Problem to solve
Transcribe the records that follow in their entirety, omitting any pictures.

*** Opening Record set ***

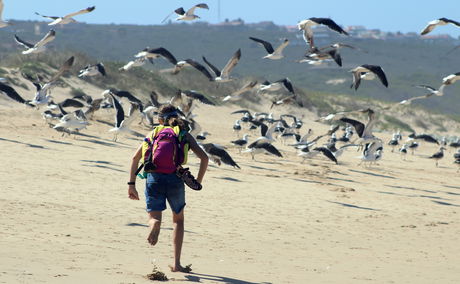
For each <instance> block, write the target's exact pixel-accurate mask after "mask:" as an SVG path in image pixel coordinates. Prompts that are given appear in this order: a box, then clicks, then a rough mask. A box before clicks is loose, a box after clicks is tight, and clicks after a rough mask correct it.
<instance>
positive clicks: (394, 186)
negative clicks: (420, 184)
mask: <svg viewBox="0 0 460 284" xmlns="http://www.w3.org/2000/svg"><path fill="white" fill-rule="evenodd" d="M384 186H388V187H392V188H398V189H399V188H400V189H409V190H415V191H422V192H428V193H437V191H433V190H426V189H418V188H415V187H407V186H399V185H391V184H384Z"/></svg>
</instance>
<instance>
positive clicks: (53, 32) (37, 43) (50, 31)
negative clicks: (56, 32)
mask: <svg viewBox="0 0 460 284" xmlns="http://www.w3.org/2000/svg"><path fill="white" fill-rule="evenodd" d="M55 37H56V32H55V31H54V30H50V31H49V32H48V33H47V34H46V35H45V36H44V37H43V38H42V39H41V40H40V41H39V42H37V43H36V44H35V45H34V47H39V46H44V45H45V44H47V43H48V42H50V41H52V40H54V38H55Z"/></svg>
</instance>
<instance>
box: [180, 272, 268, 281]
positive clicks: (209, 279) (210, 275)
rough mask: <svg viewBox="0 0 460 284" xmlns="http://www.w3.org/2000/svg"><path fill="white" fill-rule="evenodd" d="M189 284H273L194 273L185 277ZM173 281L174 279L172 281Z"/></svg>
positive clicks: (221, 276)
mask: <svg viewBox="0 0 460 284" xmlns="http://www.w3.org/2000/svg"><path fill="white" fill-rule="evenodd" d="M184 277H185V278H186V279H187V281H189V282H196V283H201V280H207V281H212V282H213V283H228V284H271V282H250V281H244V280H240V279H235V278H230V277H225V276H217V275H210V274H203V273H193V272H190V273H189V274H188V275H185V276H184ZM171 280H173V279H171Z"/></svg>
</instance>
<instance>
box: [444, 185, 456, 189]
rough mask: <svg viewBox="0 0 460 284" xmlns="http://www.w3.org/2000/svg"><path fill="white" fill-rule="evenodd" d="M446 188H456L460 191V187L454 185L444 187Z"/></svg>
mask: <svg viewBox="0 0 460 284" xmlns="http://www.w3.org/2000/svg"><path fill="white" fill-rule="evenodd" d="M443 186H444V187H447V188H455V189H460V187H458V186H453V185H443Z"/></svg>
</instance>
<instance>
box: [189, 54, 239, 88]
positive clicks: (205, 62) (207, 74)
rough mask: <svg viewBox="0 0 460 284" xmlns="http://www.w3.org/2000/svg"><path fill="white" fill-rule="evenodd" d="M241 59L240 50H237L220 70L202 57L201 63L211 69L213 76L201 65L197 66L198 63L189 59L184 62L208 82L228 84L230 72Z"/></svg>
mask: <svg viewBox="0 0 460 284" xmlns="http://www.w3.org/2000/svg"><path fill="white" fill-rule="evenodd" d="M240 58H241V49H238V50H237V51H236V52H235V54H233V56H232V58H230V60H229V61H228V62H227V64H226V65H225V67H224V68H223V69H222V71H221V70H219V69H217V67H215V66H214V65H212V64H211V63H210V62H209V61H208V60H207V59H206V57H204V56H203V61H204V62H205V63H206V64H207V65H208V66H209V68H211V70H212V71H213V73H214V74H215V75H214V76H212V75H211V73H209V71H208V69H206V68H205V67H204V66H203V65H201V64H199V63H198V62H195V61H193V60H191V59H187V60H186V62H187V63H189V64H190V65H192V66H193V67H195V68H196V69H197V70H198V71H200V72H201V73H203V75H205V76H206V77H208V79H209V80H210V81H216V82H228V81H231V80H232V78H231V77H230V72H231V71H232V70H233V68H235V66H236V64H238V61H239V60H240Z"/></svg>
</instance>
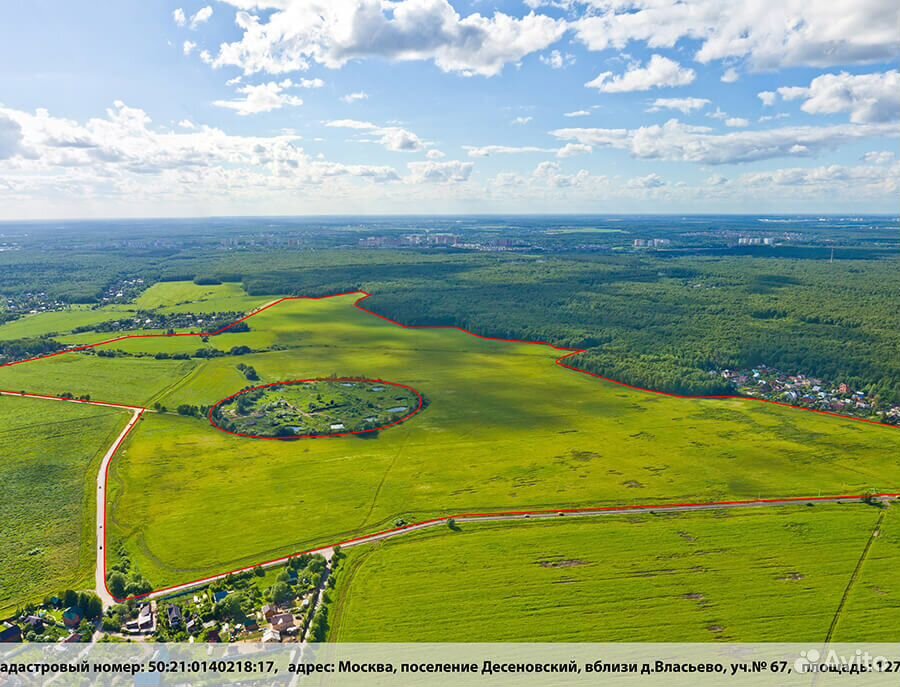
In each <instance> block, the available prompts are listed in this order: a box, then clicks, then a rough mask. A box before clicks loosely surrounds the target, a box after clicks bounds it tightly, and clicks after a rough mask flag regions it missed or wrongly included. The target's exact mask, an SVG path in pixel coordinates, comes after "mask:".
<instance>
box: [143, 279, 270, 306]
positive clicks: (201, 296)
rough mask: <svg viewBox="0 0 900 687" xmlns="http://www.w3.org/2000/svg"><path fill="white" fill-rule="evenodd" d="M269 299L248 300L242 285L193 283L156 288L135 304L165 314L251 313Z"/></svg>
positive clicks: (248, 297)
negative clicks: (172, 312) (187, 313)
mask: <svg viewBox="0 0 900 687" xmlns="http://www.w3.org/2000/svg"><path fill="white" fill-rule="evenodd" d="M265 300H266V299H260V298H257V297H252V296H248V295H247V294H246V292H245V291H244V289H243V288H242V287H241V285H240V284H217V285H212V286H200V285H197V284H194V283H193V282H184V281H174V282H173V281H169V282H160V283H158V284H154V285H153V286H151V287H150V288H149V289H147V290H146V291H144V292H143V293H142V294H141V295H140V296H139V297H138V298H137V300H135V302H134V307H135V308H137V309H138V310H160V311H162V312H225V311H229V310H240V311H250V310H253V309H254V308H256V307H258V306H260V305H262V304H263V303H264V302H265Z"/></svg>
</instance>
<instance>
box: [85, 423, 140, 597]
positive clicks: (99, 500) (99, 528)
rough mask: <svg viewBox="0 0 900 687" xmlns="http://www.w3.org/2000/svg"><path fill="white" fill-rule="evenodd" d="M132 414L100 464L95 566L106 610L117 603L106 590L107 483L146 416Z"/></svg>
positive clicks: (98, 592)
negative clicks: (142, 417)
mask: <svg viewBox="0 0 900 687" xmlns="http://www.w3.org/2000/svg"><path fill="white" fill-rule="evenodd" d="M131 413H132V414H131V419H130V420H129V421H128V424H127V425H125V428H124V429H123V430H122V432H121V433H120V434H119V436H118V437H116V440H115V441H114V442H113V445H112V446H110V447H109V450H108V451H107V452H106V455H105V456H103V460H102V461H101V462H100V469H99V470H98V471H97V525H96V527H97V529H96V532H97V561H96V565H95V566H94V586H95V588H96V591H97V596H99V597H100V601H102V602H103V608H104V609H107V608H109V607H110V606H112V605H113V604H115V603H116V600H115V599H114V598H113V595H112V594H110V593H109V592H108V591H107V589H106V556H105V555H104V546H106V532H105V531H104V525H105V524H106V491H107V490H106V481H107V478H108V477H109V463H110V461H112V459H113V456H115V455H116V452H117V451H118V450H119V447H120V446H121V445H122V442H124V441H125V437H127V436H128V433H129V432H131V430H132V429H134V426H135V425H136V424H137V423H138V422H139V421H140V419H141V416H143V414H144V410H143V408H133V409H131Z"/></svg>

*** Closing Record set ***

Solved problem
For each <instance> block, write the target's exact pixel-accurate mask after "mask:" as an SVG path in image pixel coordinates. Prompts that are given appear in this order: a box, then clicks, then a rough mask. A box before clicks is loose, a box after clicks is tight, and clicks after a rough mask correct it.
<instance>
positive clicks: (394, 186)
negative clicks: (420, 184)
mask: <svg viewBox="0 0 460 284" xmlns="http://www.w3.org/2000/svg"><path fill="white" fill-rule="evenodd" d="M384 186H388V187H392V188H398V189H399V188H400V189H409V190H415V191H422V192H428V193H437V191H433V190H426V189H418V188H415V187H407V186H399V185H391V184H384Z"/></svg>
</instance>
<instance>
positive clicks: (53, 32) (37, 43) (50, 31)
negative clicks: (56, 32)
mask: <svg viewBox="0 0 460 284" xmlns="http://www.w3.org/2000/svg"><path fill="white" fill-rule="evenodd" d="M55 37H56V32H55V31H54V30H50V31H49V32H48V33H47V34H46V35H45V36H44V37H43V38H42V39H41V40H40V41H39V42H37V43H36V44H35V45H34V47H39V46H44V45H45V44H47V43H48V42H50V41H52V40H54V38H55Z"/></svg>
</instance>
<instance>
box: [180, 272, 268, 281]
positive clicks: (209, 279) (210, 275)
rough mask: <svg viewBox="0 0 460 284" xmlns="http://www.w3.org/2000/svg"><path fill="white" fill-rule="evenodd" d="M189 284H273L194 273L185 277ZM173 281L174 279L172 281Z"/></svg>
positive clicks: (221, 276)
mask: <svg viewBox="0 0 460 284" xmlns="http://www.w3.org/2000/svg"><path fill="white" fill-rule="evenodd" d="M184 277H185V278H186V279H187V281H189V282H196V283H201V280H207V281H212V282H213V283H228V284H271V282H250V281H244V280H240V279H235V278H230V277H225V276H217V275H210V274H203V273H193V272H190V273H189V274H188V275H185V276H184ZM171 280H173V279H171Z"/></svg>
</instance>
<instance>
box: [444, 185, 456, 189]
rough mask: <svg viewBox="0 0 460 284" xmlns="http://www.w3.org/2000/svg"><path fill="white" fill-rule="evenodd" d="M446 188H456L460 191V187L454 185L444 187Z"/></svg>
mask: <svg viewBox="0 0 460 284" xmlns="http://www.w3.org/2000/svg"><path fill="white" fill-rule="evenodd" d="M443 186H444V187H447V188H455V189H460V187H458V186H453V185H443Z"/></svg>
</instance>
<instance>
box: [189, 54, 239, 88]
positive clicks: (205, 62) (207, 74)
rough mask: <svg viewBox="0 0 460 284" xmlns="http://www.w3.org/2000/svg"><path fill="white" fill-rule="evenodd" d="M241 59L240 50H237L220 70L202 57L201 63L211 69L213 76L201 65L197 66L198 63L189 59L184 62L208 82L228 84L230 72Z"/></svg>
mask: <svg viewBox="0 0 460 284" xmlns="http://www.w3.org/2000/svg"><path fill="white" fill-rule="evenodd" d="M240 58H241V49H238V50H237V51H236V52H235V54H233V56H232V58H230V60H229V61H228V62H227V64H226V65H225V67H224V68H223V69H222V71H221V70H219V69H217V67H215V66H214V65H212V64H211V63H210V62H209V61H208V60H207V59H206V57H204V56H203V61H204V62H205V63H206V64H207V65H208V66H209V68H211V70H212V71H213V73H214V74H215V75H214V76H212V75H211V73H209V71H208V69H206V68H205V67H204V66H203V65H201V64H199V63H198V62H195V61H193V60H191V59H187V60H186V62H187V63H189V64H190V65H192V66H193V67H195V68H196V69H197V70H198V71H200V72H201V73H203V75H205V76H206V77H208V79H209V80H210V81H216V82H228V81H231V80H232V78H231V77H230V72H231V71H232V70H233V68H235V66H236V64H238V61H239V60H240Z"/></svg>
</instance>
In each <instance> block, the available prompts are listed in this order: a box, then clicks, then a rough mask. A box before clicks loosely surrounds the target, a box after clicks bounds it tightly, and clicks after a rough mask flag regions it missed or wrongly included. The target's exact mask, an SVG path in pixel coordinates, comes after "mask:".
<instance>
box: [143, 279, 270, 306]
positive clicks: (201, 296)
rough mask: <svg viewBox="0 0 900 687" xmlns="http://www.w3.org/2000/svg"><path fill="white" fill-rule="evenodd" d="M269 299L248 300L242 285L193 283L156 288L135 304L165 314L251 313Z"/></svg>
positive clicks: (248, 297)
negative clicks: (172, 312) (187, 313)
mask: <svg viewBox="0 0 900 687" xmlns="http://www.w3.org/2000/svg"><path fill="white" fill-rule="evenodd" d="M265 300H266V299H260V298H257V297H252V296H248V295H247V294H246V292H245V291H244V289H243V288H242V287H241V285H240V284H217V285H212V286H200V285H197V284H194V283H193V282H184V281H174V282H173V281H169V282H160V283H158V284H154V285H153V286H151V287H150V288H149V289H147V290H146V291H144V292H143V293H142V294H141V295H140V296H139V297H138V298H137V300H135V302H134V307H135V308H137V309H138V310H160V311H162V312H225V311H229V310H240V311H250V310H253V309H254V308H256V307H258V306H260V305H262V304H263V303H264V302H265Z"/></svg>
</instance>
<instance>
box: [85, 423, 140, 597]
positive clicks: (99, 500) (99, 528)
rough mask: <svg viewBox="0 0 900 687" xmlns="http://www.w3.org/2000/svg"><path fill="white" fill-rule="evenodd" d="M132 414L100 464L95 566L106 610L117 603L106 590L107 483L146 416Z"/></svg>
positive clicks: (98, 592)
negative clicks: (142, 417)
mask: <svg viewBox="0 0 900 687" xmlns="http://www.w3.org/2000/svg"><path fill="white" fill-rule="evenodd" d="M131 413H132V414H131V419H130V420H129V421H128V424H127V425H125V428H124V429H123V430H122V432H121V433H120V434H119V436H118V437H116V440H115V441H114V442H113V445H112V446H110V447H109V450H108V451H107V452H106V455H105V456H103V460H102V461H101V462H100V469H99V470H98V471H97V525H96V527H97V529H96V532H97V561H96V565H95V566H94V586H95V588H96V591H97V596H99V597H100V601H102V602H103V608H104V609H107V608H109V607H110V606H112V605H113V604H115V603H116V600H115V599H114V598H113V595H112V594H110V593H109V592H108V591H107V589H106V556H105V555H104V546H106V532H105V531H104V525H105V524H106V491H107V490H106V481H107V478H108V477H109V463H110V461H112V459H113V456H115V455H116V452H117V451H118V450H119V447H120V446H121V445H122V442H124V441H125V437H127V436H128V433H129V432H131V430H132V429H134V426H135V425H136V424H137V423H138V422H139V421H140V419H141V416H143V414H144V410H143V408H133V409H131Z"/></svg>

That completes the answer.